- _WHAT THE TASK REQUIRES_:
Repeat every entry below word for word, but leave out the pictures.
----
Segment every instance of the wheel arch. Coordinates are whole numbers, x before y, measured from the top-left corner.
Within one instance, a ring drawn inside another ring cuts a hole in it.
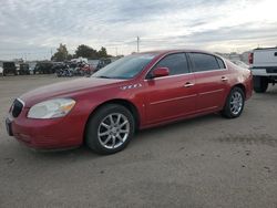
[[[93,111],[91,112],[91,114],[89,115],[88,119],[85,121],[85,127],[84,127],[84,132],[83,132],[83,137],[85,135],[85,132],[86,132],[86,127],[88,127],[88,123],[90,121],[90,118],[101,108],[103,107],[104,105],[107,105],[107,104],[119,104],[119,105],[122,105],[124,107],[126,107],[131,114],[134,116],[134,122],[135,122],[135,129],[138,129],[140,128],[140,124],[141,124],[141,116],[140,116],[140,113],[138,113],[138,110],[137,107],[130,101],[127,100],[124,100],[124,98],[113,98],[113,100],[109,100],[109,101],[105,101],[104,103],[101,103],[99,104],[95,108],[93,108]]]

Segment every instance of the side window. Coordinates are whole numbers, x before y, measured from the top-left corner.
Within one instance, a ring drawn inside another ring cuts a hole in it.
----
- _CORRECT RESPONSE_:
Segment every instance of the wheel arch. Coordinates are whole numbers, x before y, measured from the top-left corner.
Within one instance, a ring drawn inside another ring cuts a hole in it.
[[[93,111],[91,112],[91,114],[89,115],[88,119],[85,121],[85,127],[84,127],[84,132],[83,132],[83,137],[85,135],[85,132],[86,132],[86,127],[88,127],[88,123],[90,121],[90,118],[101,108],[103,107],[104,105],[107,105],[107,104],[119,104],[119,105],[122,105],[124,107],[126,107],[131,114],[134,116],[134,122],[135,122],[135,129],[138,129],[140,128],[140,124],[141,124],[141,116],[140,116],[140,113],[138,113],[138,110],[137,107],[130,101],[127,100],[124,100],[124,98],[113,98],[113,100],[109,100],[109,101],[105,101],[104,103],[101,103],[99,104],[95,108],[93,108]]]

Segment every instance of the side window. Coordinates are whole numbers, x before y, measured from the top-left corner.
Within one instance, a ring drawn inside another ring cuts a hole in it.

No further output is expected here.